#### Excerto do documento:

----

Último poste da série de 5 de Junho de 2013 > Guiné 63/74 - P11672: Parabéns a você (585): Manuel Traquina, ex Fur Mil Inf da CCAÇ 2382 (Guiné, 1968/70)

quarta-feira, 5 de junho de 2013

Guiné 63/74 - P11674: Cartas de amor e guerra (Manuel Joaquim, ex-fur mil, arm pes inf, CCAÇ 1419, Bissau, Bissorã e Mansabá, 1965/67) (15): Analfabetismo, um outro combate

1. Em mensagem do dia 3 de Junho de 2013, o nosso camarada  Manuel Joaquim (ex-Fur Mil de Armas Pesadas da CCAÇ 1419, BissauBissorã e Mansabá, 1965/67), enviou-nos a sua décima quinta "Carta de Amor e Guerra".


CARTAS DE AMOR E GUERRA 

15. Analfabetismo: um outro combate 

Bissorã, 24 fev 1966 
(… … …). 
Minha querida D., desculpa o meu silêncio. Diversas circunstâncias o provocam. Há uns tempos para cá tenho a meu inteiro cargo a instrução primária de 44 soldados, o que me ocupa todas as tardes e princípio das noites, precisamente o tempo mais propício ao descanso. Mas eu trabalho com gosto. Até porque é o meu único trabalho oficial [que acho] válido. E os alunos compreendem e acarinham-me. O que é certo é que o tempo livre voou quase todo. (…).

----

#### Registos de dados:
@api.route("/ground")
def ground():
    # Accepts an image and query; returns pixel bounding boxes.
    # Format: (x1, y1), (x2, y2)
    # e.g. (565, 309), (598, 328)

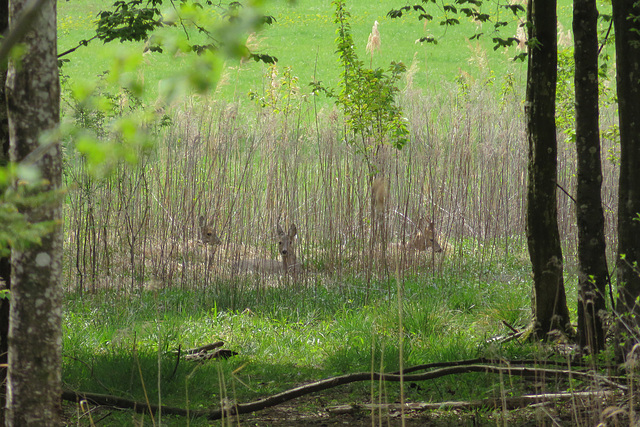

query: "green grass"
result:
(58, 0), (525, 103)
(63, 249), (544, 425)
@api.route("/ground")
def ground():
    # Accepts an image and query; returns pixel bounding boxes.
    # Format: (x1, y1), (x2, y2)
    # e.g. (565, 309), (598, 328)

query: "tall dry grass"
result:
(65, 70), (617, 298)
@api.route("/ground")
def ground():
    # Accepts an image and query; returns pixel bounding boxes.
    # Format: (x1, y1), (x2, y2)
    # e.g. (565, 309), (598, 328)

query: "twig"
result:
(326, 390), (613, 414)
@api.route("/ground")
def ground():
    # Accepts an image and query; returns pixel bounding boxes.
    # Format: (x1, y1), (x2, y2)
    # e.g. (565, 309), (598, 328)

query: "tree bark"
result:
(5, 0), (62, 426)
(612, 0), (640, 361)
(0, 0), (11, 425)
(573, 0), (609, 352)
(525, 0), (573, 339)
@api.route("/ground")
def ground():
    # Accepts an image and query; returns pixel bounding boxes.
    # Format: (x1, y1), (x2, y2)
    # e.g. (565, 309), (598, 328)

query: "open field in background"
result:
(58, 0), (526, 102)
(59, 1), (618, 425)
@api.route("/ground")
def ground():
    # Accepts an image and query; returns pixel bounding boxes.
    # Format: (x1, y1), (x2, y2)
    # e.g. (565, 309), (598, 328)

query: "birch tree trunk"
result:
(612, 0), (640, 360)
(573, 0), (609, 352)
(5, 0), (62, 426)
(525, 0), (573, 339)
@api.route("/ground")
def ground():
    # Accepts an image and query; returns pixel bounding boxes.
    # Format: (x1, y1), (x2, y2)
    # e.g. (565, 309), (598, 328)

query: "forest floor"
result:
(64, 393), (629, 427)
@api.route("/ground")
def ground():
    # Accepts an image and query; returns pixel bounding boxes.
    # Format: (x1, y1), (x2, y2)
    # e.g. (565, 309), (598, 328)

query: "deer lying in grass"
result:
(390, 218), (442, 252)
(198, 215), (222, 246)
(233, 224), (301, 274)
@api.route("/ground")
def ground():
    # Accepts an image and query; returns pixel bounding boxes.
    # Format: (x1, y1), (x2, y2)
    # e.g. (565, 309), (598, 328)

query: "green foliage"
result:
(0, 163), (60, 257)
(312, 0), (409, 173)
(248, 64), (302, 115)
(96, 0), (277, 63)
(387, 0), (526, 61)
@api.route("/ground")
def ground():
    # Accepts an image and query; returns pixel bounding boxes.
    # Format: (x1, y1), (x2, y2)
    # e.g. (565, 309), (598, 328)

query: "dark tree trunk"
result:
(573, 0), (608, 352)
(613, 0), (640, 360)
(525, 0), (573, 339)
(0, 0), (11, 425)
(5, 0), (62, 426)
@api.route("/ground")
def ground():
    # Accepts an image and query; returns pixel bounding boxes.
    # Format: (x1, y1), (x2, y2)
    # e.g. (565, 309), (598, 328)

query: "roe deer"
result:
(198, 215), (222, 246)
(392, 218), (442, 252)
(233, 224), (301, 274)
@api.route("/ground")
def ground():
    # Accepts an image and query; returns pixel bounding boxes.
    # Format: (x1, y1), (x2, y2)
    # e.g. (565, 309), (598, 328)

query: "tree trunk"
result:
(613, 0), (640, 360)
(525, 0), (573, 339)
(0, 0), (11, 425)
(573, 0), (609, 353)
(5, 0), (62, 426)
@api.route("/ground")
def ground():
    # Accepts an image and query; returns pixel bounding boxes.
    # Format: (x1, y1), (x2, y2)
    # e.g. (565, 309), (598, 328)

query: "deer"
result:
(391, 217), (442, 252)
(233, 224), (301, 275)
(198, 215), (222, 246)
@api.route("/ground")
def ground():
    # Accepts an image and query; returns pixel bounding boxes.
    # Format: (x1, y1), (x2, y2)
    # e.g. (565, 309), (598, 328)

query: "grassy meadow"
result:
(58, 1), (617, 426)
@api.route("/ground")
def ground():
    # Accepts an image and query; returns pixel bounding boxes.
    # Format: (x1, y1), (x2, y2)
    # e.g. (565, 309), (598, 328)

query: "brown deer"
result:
(233, 224), (301, 275)
(391, 218), (442, 252)
(198, 215), (222, 246)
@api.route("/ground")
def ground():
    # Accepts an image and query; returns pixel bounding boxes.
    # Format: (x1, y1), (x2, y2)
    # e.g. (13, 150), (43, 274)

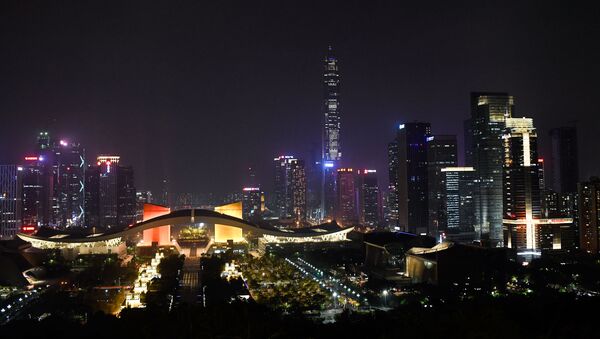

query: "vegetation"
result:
(241, 256), (328, 313)
(145, 254), (185, 309)
(2, 297), (599, 339)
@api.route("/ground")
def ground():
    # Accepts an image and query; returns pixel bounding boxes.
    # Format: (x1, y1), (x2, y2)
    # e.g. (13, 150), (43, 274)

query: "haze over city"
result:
(0, 0), (600, 339)
(0, 2), (600, 194)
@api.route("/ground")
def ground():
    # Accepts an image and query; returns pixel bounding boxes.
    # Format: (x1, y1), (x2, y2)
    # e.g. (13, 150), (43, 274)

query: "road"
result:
(180, 257), (202, 305)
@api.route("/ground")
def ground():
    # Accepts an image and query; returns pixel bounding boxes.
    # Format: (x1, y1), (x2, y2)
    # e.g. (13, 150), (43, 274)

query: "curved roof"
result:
(17, 209), (352, 243)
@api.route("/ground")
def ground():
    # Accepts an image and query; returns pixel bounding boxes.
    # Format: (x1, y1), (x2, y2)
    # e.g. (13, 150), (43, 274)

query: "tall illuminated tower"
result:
(388, 122), (431, 234)
(471, 93), (515, 245)
(502, 118), (542, 250)
(321, 46), (342, 219)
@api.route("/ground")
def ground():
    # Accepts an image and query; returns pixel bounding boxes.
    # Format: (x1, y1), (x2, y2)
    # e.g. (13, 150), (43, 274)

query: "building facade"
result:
(441, 167), (476, 238)
(274, 155), (306, 223)
(578, 177), (600, 254)
(86, 155), (138, 229)
(471, 92), (514, 245)
(427, 135), (457, 238)
(0, 165), (23, 240)
(335, 168), (358, 226)
(388, 122), (431, 234)
(320, 46), (342, 219)
(356, 169), (382, 227)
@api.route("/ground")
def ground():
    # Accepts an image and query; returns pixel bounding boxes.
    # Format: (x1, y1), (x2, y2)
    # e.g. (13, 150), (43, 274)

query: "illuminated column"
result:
(142, 204), (171, 246)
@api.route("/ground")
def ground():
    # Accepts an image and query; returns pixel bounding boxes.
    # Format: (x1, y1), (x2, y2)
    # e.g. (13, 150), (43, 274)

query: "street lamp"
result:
(333, 292), (337, 308)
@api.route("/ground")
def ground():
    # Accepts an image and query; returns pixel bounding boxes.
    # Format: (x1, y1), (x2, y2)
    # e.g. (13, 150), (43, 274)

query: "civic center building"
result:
(17, 202), (353, 257)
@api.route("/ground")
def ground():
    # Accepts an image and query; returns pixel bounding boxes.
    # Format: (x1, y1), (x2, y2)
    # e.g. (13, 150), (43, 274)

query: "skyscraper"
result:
(388, 122), (431, 234)
(550, 126), (579, 193)
(578, 177), (600, 254)
(356, 169), (381, 227)
(242, 186), (262, 220)
(31, 132), (85, 228)
(0, 165), (23, 240)
(427, 135), (457, 237)
(86, 155), (137, 229)
(463, 118), (473, 166)
(503, 118), (542, 250)
(471, 93), (514, 245)
(290, 159), (306, 226)
(335, 168), (358, 226)
(273, 155), (306, 223)
(242, 167), (263, 220)
(321, 46), (342, 219)
(441, 167), (476, 239)
(50, 140), (85, 227)
(22, 156), (54, 229)
(385, 140), (400, 229)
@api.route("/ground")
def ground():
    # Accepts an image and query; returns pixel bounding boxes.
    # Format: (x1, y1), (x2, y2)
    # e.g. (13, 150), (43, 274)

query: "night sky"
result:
(0, 1), (600, 197)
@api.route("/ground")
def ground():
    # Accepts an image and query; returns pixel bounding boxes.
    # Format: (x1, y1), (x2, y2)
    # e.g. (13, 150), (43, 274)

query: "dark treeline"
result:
(0, 296), (600, 338)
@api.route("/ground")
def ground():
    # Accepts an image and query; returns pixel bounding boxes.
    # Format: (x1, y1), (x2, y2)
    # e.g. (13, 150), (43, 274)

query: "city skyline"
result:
(0, 1), (600, 194)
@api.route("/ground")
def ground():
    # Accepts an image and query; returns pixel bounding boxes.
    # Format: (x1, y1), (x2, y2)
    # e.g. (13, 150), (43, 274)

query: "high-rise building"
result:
(0, 165), (23, 240)
(135, 191), (152, 222)
(86, 155), (137, 229)
(441, 167), (476, 240)
(471, 93), (514, 245)
(306, 143), (323, 223)
(463, 118), (473, 166)
(22, 156), (54, 229)
(50, 140), (85, 227)
(503, 118), (542, 250)
(320, 46), (342, 219)
(388, 122), (431, 234)
(356, 169), (381, 227)
(274, 155), (306, 223)
(503, 118), (573, 252)
(323, 46), (342, 165)
(160, 178), (171, 208)
(335, 168), (358, 226)
(550, 126), (579, 193)
(273, 155), (295, 219)
(290, 159), (306, 226)
(242, 167), (263, 220)
(242, 186), (262, 220)
(578, 177), (600, 254)
(385, 140), (400, 229)
(31, 132), (85, 228)
(427, 135), (457, 237)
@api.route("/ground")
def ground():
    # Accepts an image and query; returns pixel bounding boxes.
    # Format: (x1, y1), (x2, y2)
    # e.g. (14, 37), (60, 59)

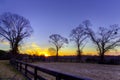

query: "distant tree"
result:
(70, 24), (87, 61)
(48, 47), (56, 56)
(0, 12), (33, 54)
(83, 20), (120, 63)
(49, 34), (68, 61)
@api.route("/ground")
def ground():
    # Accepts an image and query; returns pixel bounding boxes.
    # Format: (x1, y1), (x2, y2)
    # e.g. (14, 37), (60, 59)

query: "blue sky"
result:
(0, 0), (120, 55)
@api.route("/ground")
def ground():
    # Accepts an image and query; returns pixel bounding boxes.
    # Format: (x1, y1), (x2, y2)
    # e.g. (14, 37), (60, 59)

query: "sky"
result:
(0, 0), (120, 55)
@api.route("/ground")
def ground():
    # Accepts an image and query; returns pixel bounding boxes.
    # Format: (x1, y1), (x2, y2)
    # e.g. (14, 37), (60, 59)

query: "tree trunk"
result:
(100, 53), (105, 63)
(77, 45), (81, 62)
(55, 47), (58, 62)
(10, 43), (19, 55)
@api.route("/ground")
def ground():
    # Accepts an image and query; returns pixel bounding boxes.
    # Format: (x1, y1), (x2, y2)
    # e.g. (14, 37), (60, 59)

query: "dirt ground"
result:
(33, 62), (120, 80)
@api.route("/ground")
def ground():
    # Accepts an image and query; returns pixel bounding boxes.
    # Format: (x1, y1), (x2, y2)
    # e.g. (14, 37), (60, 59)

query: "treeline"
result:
(0, 12), (120, 63)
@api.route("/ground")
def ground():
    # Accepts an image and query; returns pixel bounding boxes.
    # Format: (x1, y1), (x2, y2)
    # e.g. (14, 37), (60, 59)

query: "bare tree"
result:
(0, 12), (33, 54)
(84, 20), (120, 63)
(48, 47), (56, 56)
(49, 34), (68, 61)
(70, 24), (87, 61)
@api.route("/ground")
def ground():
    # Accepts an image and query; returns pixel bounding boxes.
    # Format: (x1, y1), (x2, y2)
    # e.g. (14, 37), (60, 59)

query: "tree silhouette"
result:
(0, 12), (33, 54)
(70, 24), (87, 61)
(49, 34), (68, 61)
(48, 47), (56, 56)
(84, 20), (120, 63)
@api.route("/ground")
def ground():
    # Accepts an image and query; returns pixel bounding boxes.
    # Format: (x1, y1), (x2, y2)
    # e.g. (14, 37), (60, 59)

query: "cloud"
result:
(20, 42), (49, 55)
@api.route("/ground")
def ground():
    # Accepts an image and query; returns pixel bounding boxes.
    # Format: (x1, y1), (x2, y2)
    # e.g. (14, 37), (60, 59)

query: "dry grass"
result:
(0, 60), (25, 80)
(34, 63), (120, 80)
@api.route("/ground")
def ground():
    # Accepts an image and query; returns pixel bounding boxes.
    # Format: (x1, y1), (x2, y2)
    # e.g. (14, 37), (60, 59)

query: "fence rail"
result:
(10, 60), (91, 80)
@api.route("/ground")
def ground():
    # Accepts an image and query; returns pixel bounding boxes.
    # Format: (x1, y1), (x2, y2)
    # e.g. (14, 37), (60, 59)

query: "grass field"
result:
(0, 60), (25, 80)
(33, 62), (120, 80)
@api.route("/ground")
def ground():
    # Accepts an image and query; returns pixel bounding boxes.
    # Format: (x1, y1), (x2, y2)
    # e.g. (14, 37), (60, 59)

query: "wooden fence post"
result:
(20, 63), (22, 72)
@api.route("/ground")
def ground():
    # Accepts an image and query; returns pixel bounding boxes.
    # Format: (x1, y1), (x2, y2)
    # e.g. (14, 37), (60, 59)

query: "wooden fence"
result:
(10, 60), (91, 80)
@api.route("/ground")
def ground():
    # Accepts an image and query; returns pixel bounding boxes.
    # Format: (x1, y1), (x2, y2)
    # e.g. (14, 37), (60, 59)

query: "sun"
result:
(44, 53), (50, 57)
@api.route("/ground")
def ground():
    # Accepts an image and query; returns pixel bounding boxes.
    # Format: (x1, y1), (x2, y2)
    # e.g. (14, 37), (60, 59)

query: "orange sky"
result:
(0, 41), (120, 56)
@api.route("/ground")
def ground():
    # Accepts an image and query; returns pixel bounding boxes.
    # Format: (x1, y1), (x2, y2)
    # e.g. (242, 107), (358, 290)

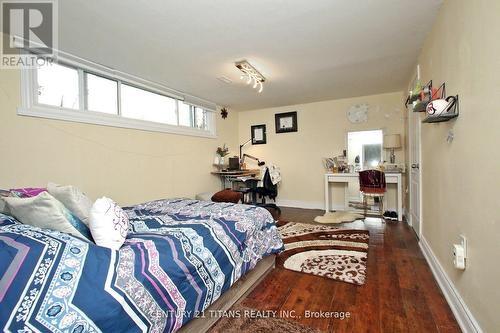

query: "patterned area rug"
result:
(208, 305), (321, 333)
(276, 222), (369, 285)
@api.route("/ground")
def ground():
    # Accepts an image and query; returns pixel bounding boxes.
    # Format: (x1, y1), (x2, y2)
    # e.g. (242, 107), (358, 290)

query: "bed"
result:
(0, 199), (283, 333)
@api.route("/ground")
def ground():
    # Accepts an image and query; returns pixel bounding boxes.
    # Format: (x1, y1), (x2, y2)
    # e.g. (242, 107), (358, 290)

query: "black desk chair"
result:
(248, 169), (281, 217)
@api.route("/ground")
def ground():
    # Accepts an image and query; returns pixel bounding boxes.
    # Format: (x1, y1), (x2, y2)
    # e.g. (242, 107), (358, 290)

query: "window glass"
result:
(121, 84), (177, 125)
(194, 107), (207, 129)
(86, 73), (118, 114)
(37, 64), (80, 109)
(179, 101), (193, 127)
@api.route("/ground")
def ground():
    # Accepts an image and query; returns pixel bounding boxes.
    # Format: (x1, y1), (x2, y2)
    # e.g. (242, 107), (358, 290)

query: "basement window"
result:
(17, 53), (216, 138)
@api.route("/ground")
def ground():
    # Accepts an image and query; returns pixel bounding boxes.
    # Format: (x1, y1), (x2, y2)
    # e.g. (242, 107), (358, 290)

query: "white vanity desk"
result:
(325, 172), (403, 221)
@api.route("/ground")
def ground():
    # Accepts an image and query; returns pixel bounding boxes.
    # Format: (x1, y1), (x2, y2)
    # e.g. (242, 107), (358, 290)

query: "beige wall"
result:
(410, 0), (500, 332)
(0, 70), (238, 205)
(239, 92), (405, 209)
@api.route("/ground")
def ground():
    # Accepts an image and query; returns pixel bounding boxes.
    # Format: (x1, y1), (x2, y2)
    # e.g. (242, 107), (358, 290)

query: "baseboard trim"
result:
(419, 236), (483, 333)
(276, 198), (397, 211)
(276, 198), (326, 209)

----

#### Trabalho pedido:
**1)** Apresenta, sem qualquer alteração, o trecho do texto sobre as cartas de amor e guerra começando em "15. Analfabetismo: um" e terminando em "quase todo. (…).".
**2)** Devolve, tal como estão, as linhas dos registos começando no início dos registos e terminando na linha que contém "(59, 1), (618, 425)", com ambas as extremidades incluídas. Deixa as imagens fora da resposta.
O texto e os registos não têm qualquer relação entre si.

#### Respostas às tarefas:
**1)**
15. Analfabetismo: um outro combate 

Bissorã, 24 fev 1966 
(… … …). 
Minha querida D., desculpa o meu silêncio. Diversas circunstâncias o provocam. Há uns tempos para cá tenho a meu inteiro cargo a instrução primária de 44 soldados, o que me ocupa todas as tardes e princípio das noites, precisamente o tempo mais propício ao descanso. Mas eu trabalho com gosto. Até porque é o meu único trabalho oficial [que acho] válido. E os alunos compreendem e acarinham-me. O que é certo é que o tempo livre voou quase todo. (…).

**2)**
@api.route("/ground")
def ground():
    # Accepts an image and query; returns pixel bounding boxes.
    # Format: (x1, y1), (x2, y2)
    # e.g. (565, 309), (598, 328)


query: "green grass"
result:
(58, 0), (525, 103)
(63, 249), (544, 425)
@api.route("/ground")
def ground():
    # Accepts an image and query; returns pixel bounding boxes.
    # Format: (x1, y1), (x2, y2)
    # e.g. (565, 309), (598, 328)

query: "tall dry grass"
result:
(65, 70), (617, 298)
@api.route("/ground")
def ground():
    # Accepts an image and query; returns pixel bounding boxes.
    # Format: (x1, y1), (x2, y2)
    # e.g. (565, 309), (598, 328)

query: "twig"
result:
(326, 390), (613, 414)
@api.route("/ground")
def ground():
    # Accepts an image and query; returns pixel bounding boxes.
    # Format: (x1, y1), (x2, y2)
    # e.g. (565, 309), (598, 328)

query: "tree bark"
result:
(5, 0), (62, 426)
(612, 0), (640, 361)
(0, 0), (11, 425)
(573, 0), (609, 352)
(525, 0), (573, 339)
@api.route("/ground")
def ground():
    # Accepts an image and query; returns pixel bounding boxes.
    # Format: (x1, y1), (x2, y2)
    # e.g. (565, 309), (598, 328)

query: "open field in background"
result:
(58, 0), (526, 102)
(59, 1), (618, 425)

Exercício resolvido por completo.